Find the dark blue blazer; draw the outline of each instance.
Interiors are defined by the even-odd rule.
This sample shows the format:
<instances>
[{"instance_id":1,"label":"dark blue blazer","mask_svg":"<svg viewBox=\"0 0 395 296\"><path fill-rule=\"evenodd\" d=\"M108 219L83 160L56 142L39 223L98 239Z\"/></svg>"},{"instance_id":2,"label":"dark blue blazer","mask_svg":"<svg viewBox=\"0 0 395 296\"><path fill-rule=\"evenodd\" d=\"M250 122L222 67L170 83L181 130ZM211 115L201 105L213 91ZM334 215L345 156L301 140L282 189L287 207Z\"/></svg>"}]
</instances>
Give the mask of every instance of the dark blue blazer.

...

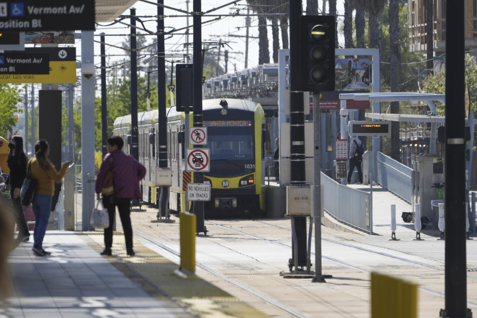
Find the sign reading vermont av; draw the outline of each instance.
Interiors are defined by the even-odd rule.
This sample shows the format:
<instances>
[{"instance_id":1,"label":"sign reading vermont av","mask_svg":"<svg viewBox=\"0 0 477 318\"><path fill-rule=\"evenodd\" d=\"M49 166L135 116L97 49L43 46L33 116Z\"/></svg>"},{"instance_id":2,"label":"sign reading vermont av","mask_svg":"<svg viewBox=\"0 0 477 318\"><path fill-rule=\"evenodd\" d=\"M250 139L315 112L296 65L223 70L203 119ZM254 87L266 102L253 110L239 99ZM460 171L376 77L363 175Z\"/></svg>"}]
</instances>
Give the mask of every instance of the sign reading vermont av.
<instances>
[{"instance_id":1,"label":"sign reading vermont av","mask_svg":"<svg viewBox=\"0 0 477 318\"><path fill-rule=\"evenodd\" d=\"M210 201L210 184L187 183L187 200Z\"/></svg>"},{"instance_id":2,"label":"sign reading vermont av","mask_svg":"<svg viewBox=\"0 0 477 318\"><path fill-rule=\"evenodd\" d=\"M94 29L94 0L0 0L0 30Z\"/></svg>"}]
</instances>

## Instructions for the task
Please count the lines in the items above that contain the string "each", and reply with that number alone.

## Full output
2